▶ _Text passage_
──────────────────────────────

Image: theloushe/flickr

He found his junior-high flame on Facebook. Growing claustrophobic with life as a father and husband and wanting the freedom of more space, he decided to walk away. Just like that. Familial responsibilities were simply too much, too confining. Too restrictive. Better to put to death their life together than his own.

It will be years before his three little girls recover from his betrayal—if they ever do.

I see what is happening to these three little girls and their mama—all the destruction his actions and absenteeism have unleashed in their lives—and with teeth clenched in fierce resolve I promise myself, “I’ll never do that. I swear to God I’ll never walk out on Shawn and the girls. I won’t betray them.” My resolve is firm because I deeply love and enjoy my husband and my daughters but also because I am well aware of the adulterous specter that haunts my ancestral lineage. Indeed, I am acutely aware that the life I live is intimately connected to the flourishing or the destruction of my own family and the generations who follow. How I live matters. As Gandalf says in The Lord of the Rings, “It is not our part to master all the tides of the world, but to do what is in us for the succor of those years wherein we are set, uprooting the evil in the fields we know, so that those who live after us may have clean earth to till. What weather they shall have is not ours to rule.”

──────────────────────────────

▶ _Set exercise_
Please retype the passage about a father who leaves his family, word for word and in full. The records have no connection to the passage about a father who leaves his family.

▶ _Dataset rows_

──────────────────────────────

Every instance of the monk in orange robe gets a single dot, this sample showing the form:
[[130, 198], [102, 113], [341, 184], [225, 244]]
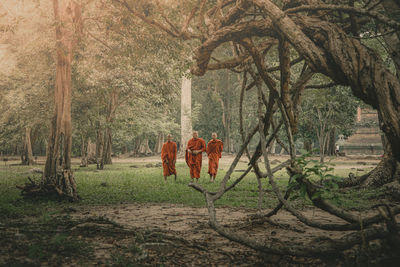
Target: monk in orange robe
[[168, 157], [194, 150], [214, 153]]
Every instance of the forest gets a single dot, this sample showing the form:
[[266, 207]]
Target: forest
[[90, 89]]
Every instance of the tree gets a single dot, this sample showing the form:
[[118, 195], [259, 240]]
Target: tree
[[186, 112], [58, 177], [326, 43], [322, 112]]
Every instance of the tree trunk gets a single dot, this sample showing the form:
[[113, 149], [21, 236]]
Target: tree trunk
[[99, 147], [159, 143], [271, 148], [27, 155], [84, 160], [307, 146], [227, 98], [91, 152], [144, 148], [186, 112], [107, 149], [58, 177], [329, 50]]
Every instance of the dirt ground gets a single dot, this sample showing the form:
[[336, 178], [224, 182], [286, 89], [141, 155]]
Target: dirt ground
[[151, 234], [203, 246]]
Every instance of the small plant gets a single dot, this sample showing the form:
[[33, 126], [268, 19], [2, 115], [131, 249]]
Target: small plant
[[318, 172]]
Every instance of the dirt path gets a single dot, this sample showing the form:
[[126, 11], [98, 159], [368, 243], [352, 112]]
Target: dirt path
[[201, 246]]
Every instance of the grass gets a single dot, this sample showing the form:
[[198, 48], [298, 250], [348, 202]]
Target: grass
[[121, 183], [39, 232]]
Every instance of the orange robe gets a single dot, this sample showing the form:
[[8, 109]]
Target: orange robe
[[214, 150], [194, 161], [168, 157]]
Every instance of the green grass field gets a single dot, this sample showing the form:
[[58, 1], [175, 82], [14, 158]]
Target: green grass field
[[121, 183]]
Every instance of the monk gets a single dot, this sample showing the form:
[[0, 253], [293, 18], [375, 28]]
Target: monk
[[214, 153], [194, 150], [168, 157]]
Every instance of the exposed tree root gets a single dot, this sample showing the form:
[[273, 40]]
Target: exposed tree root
[[63, 187]]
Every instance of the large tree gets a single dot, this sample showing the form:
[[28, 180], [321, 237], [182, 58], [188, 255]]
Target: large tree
[[325, 37], [58, 176]]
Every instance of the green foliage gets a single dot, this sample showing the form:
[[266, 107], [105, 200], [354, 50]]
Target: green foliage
[[320, 173]]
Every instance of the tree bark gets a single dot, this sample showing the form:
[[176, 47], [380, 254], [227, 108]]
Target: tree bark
[[84, 160], [91, 152], [27, 155], [144, 148], [58, 176], [159, 143], [186, 112], [350, 63], [99, 147]]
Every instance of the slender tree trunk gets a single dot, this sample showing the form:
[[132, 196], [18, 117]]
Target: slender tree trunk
[[159, 143], [57, 172], [27, 155], [307, 146], [99, 147], [228, 115], [91, 152], [271, 148], [84, 159], [330, 146], [144, 148], [107, 151], [186, 112]]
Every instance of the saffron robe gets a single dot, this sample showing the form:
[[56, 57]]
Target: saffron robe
[[214, 153], [168, 157], [194, 161]]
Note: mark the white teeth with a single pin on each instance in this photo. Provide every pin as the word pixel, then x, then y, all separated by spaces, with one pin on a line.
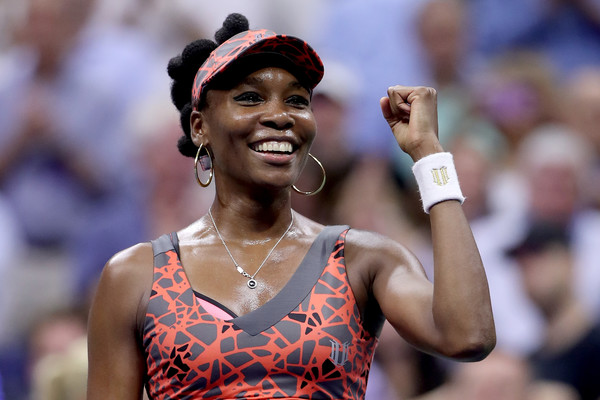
pixel 281 147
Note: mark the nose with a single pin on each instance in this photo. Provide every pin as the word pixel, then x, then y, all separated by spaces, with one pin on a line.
pixel 277 116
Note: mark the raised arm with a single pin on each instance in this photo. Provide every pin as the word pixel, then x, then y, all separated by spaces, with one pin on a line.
pixel 116 363
pixel 454 317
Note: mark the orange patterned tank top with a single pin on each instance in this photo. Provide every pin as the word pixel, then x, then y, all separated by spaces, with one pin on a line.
pixel 308 342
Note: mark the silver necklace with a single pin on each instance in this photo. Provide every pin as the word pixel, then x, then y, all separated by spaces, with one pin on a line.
pixel 251 281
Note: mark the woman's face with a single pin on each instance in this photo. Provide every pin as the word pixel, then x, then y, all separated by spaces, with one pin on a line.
pixel 260 130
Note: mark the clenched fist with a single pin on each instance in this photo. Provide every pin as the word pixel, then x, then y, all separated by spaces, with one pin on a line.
pixel 411 113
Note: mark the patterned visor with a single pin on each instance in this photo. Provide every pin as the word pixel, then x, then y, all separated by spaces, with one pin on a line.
pixel 264 41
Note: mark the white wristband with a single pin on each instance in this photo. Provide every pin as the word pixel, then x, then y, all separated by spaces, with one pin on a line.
pixel 437 180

──────────────────────────────

▶ _Response to this task_
Image: theloushe/flickr

He found his junior-high flame on Facebook. Growing claustrophobic with life as a father and husband and wanting the freedom of more space, he decided to walk away. Just like that. Familial responsibilities were simply too much, too confining. Too restrictive. Better to put to death their life together than his own.

It will be years before his three little girls recover from his betrayal—if they ever do.

I see what is happening to these three little girls and their mama—all the destruction his actions and absenteeism have unleashed in their lives—and with teeth clenched in fierce resolve I promise myself, “I’ll never do that. I swear to God I’ll never walk out on Shawn and the girls. I won’t betray them.” My resolve is firm because I deeply love and enjoy my husband and my daughters but also because I am well aware of the adulterous specter that haunts my ancestral lineage. Indeed, I am acutely aware that the life I live is intimately connected to the flourishing or the destruction of my own family and the generations who follow. How I live matters. As Gandalf says in The Lord of the Rings, “It is not our part to master all the tides of the world, but to do what is in us for the succor of those years wherein we are set, uprooting the evil in the fields we know, so that those who live after us may have clean earth to till. What weather they shall have is not ours to rule.”